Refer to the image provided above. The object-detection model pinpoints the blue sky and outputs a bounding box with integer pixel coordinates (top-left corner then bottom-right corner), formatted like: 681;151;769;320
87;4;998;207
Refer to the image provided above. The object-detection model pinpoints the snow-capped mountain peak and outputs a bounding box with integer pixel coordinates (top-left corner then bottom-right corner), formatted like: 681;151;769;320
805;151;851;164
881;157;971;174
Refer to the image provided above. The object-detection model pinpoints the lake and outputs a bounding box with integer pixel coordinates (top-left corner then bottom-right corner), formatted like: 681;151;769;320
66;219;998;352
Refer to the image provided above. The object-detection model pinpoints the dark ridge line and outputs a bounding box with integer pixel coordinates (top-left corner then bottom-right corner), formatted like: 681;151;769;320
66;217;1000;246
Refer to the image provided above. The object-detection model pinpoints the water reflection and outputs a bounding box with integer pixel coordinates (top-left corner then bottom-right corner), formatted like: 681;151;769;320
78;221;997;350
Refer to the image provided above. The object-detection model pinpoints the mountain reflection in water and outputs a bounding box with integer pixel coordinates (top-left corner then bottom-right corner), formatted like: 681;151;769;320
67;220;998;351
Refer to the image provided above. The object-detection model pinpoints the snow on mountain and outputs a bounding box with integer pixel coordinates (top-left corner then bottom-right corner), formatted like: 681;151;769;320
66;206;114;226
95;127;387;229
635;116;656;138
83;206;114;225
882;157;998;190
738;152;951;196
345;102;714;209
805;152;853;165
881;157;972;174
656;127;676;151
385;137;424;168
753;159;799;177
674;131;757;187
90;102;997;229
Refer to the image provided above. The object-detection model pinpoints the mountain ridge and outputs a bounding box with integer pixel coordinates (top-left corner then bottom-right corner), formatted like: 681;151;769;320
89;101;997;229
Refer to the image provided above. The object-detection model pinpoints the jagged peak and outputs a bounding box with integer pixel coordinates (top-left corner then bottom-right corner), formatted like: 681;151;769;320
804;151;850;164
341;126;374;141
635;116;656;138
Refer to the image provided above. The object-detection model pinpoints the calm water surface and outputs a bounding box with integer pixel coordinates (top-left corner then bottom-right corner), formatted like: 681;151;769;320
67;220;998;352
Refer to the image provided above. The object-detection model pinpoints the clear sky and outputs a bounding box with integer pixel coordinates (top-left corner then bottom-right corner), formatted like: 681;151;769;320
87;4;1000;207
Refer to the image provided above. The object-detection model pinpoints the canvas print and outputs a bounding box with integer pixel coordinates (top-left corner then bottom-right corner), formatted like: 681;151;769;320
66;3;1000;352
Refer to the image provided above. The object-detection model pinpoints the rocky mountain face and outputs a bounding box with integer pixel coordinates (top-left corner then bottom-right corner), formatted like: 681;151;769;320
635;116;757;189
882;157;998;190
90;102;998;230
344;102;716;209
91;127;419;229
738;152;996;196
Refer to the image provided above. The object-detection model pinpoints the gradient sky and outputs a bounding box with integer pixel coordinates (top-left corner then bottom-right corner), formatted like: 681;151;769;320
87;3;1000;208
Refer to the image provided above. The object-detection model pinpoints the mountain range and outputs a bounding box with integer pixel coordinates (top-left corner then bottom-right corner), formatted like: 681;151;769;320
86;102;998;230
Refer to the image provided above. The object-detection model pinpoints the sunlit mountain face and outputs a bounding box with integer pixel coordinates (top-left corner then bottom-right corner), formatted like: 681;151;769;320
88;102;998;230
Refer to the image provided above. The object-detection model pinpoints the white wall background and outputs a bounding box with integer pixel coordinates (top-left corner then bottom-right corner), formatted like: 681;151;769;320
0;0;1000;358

### Your goal
Rewrite all of the data above as a Markdown table with two columns, Row and Line. Each nonblank line goes in its own row with its number, and blank lines are omitted.

### Full answer
| Row | Line |
|---|---|
| 1 | Refer to the image provided above. The object-detection model pinpoints the blue sky and outputs a bounding box with integer pixel coordinates (top-left corner then bottom-right corner), formatted like: 681;151;769;320 |
| 2 | 87;4;998;207 |
| 3 | Refer to the image provided above. The object-detection model pinpoints the snow-capped mountain peak and outputs a bounding box with integer pixel coordinates (top-left corner then bottom-right corner), formatted like: 681;151;769;320 |
| 4 | 805;151;851;164 |
| 5 | 881;157;971;174 |
| 6 | Refer to the image provided above. The object-detection model pinpoints the lake and outputs a bounding box with integer pixel coordinates (top-left corner then bottom-right corner), formatted like: 681;151;769;320 |
| 7 | 66;219;998;352 |
| 8 | Refer to the image provided above. The object-detection model pinpoints the dark ridge line and outputs a bounding box with integer pixel coordinates (top-left corner then bottom-right corner), formatted like: 681;151;769;320 |
| 9 | 66;217;1000;246 |
| 10 | Refer to the image provided above. The object-detection model pinpoints the water reflection and outputs a bounding box with integer pixel coordinates (top-left corner then bottom-right corner), formatted like: 681;151;769;320 |
| 11 | 78;221;997;350 |
| 12 | Refer to the image provided above. The object-detection model pinpoints the mountain reflection in water and outputs a bounding box with integer pixel coordinates (top-left corner then bottom-right corner), formatted like: 681;151;769;320 |
| 13 | 67;220;998;351 |
| 14 | Refer to the image provided above. The object-detection model pinpoints the snow on mountain and outputs a bounding box with integer pixel coordinates (top-left corner then bottom-right corner), formatted like: 681;151;769;320 |
| 15 | 66;206;114;226 |
| 16 | 95;127;387;229 |
| 17 | 635;116;656;138 |
| 18 | 83;206;114;225 |
| 19 | 882;157;998;190 |
| 20 | 738;152;951;196 |
| 21 | 345;102;714;209 |
| 22 | 805;152;853;165 |
| 23 | 881;157;972;174 |
| 24 | 656;127;676;151 |
| 25 | 385;137;424;168 |
| 26 | 753;159;799;177 |
| 27 | 674;131;757;187 |
| 28 | 90;102;997;229 |
| 29 | Refer to the image provided above. The object-detection model pinpoints the mountain ridge and outputs a bounding box with integer pixel coordinates (top-left corner then bottom-right corner), formatted like: 681;151;769;320 |
| 30 | 89;101;997;229 |
| 31 | Refer to the image provided above. The object-detection model pinpoints the jagged peak and outputs a bounding box with integer pixel coordinates (top-left corner then bottom-right corner), formatted like: 681;151;769;320 |
| 32 | 804;151;850;164 |
| 33 | 341;126;374;141 |
| 34 | 635;116;656;138 |
| 35 | Refer to the image provided above. The object-detection model pinpoints the calm water surface and outputs a bounding box with integer pixel coordinates (top-left corner then bottom-right corner), formatted like: 681;151;769;320 |
| 36 | 67;220;998;352 |
| 37 | Refer to the image provided above. The object-detection model pinpoints the clear sky and outputs a bounding box with integer pixel coordinates (top-left corner then bottom-right corner), formatted like: 681;151;769;320 |
| 38 | 87;4;1000;207 |
| 39 | Refer to the image provided above. The object-detection model pinpoints the canvas print and outputs a bounding box with integer pixel coordinates (top-left corner then bottom-right corner), formatted like: 681;151;769;320 |
| 40 | 66;3;1000;352 |
| 41 | Refer to the image provided above. The object-detection model pinpoints the rocky mountain face and outputs a bounding box with integer pixel coordinates (top-left corner then bottom-right corner), formatted like: 681;151;769;320 |
| 42 | 635;116;757;189 |
| 43 | 882;157;998;190 |
| 44 | 90;102;998;230 |
| 45 | 344;102;716;209 |
| 46 | 91;127;419;229 |
| 47 | 738;152;996;196 |
| 48 | Refer to the image provided above. The object-detection model pinpoints the gradient sky and outputs a bounding box with integer pixel coordinates (top-left corner then bottom-right corner), formatted like: 681;151;769;320 |
| 49 | 87;3;1000;208 |
| 50 | Refer to the image provided above. The object-detection model pinpoints the mountain range and outputs a bounding box with integer pixel coordinates (top-left corner then bottom-right corner), formatted like: 681;151;769;320 |
| 51 | 86;102;998;230 |
| 52 | Refer to the image provided above. The object-detection model pinpoints the sunlit mountain face and outputs a bounding box with integer pixel coordinates (top-left corner then bottom-right corner), formatted like: 681;151;769;320 |
| 53 | 88;102;998;230 |
| 54 | Refer to the image provided above. The object-detection model pinpoints the white wall background and outputs a bounding box with integer pixel coordinates (top-left corner then bottom-right corner), formatted like: 681;151;769;320 |
| 55 | 0;0;1000;358 |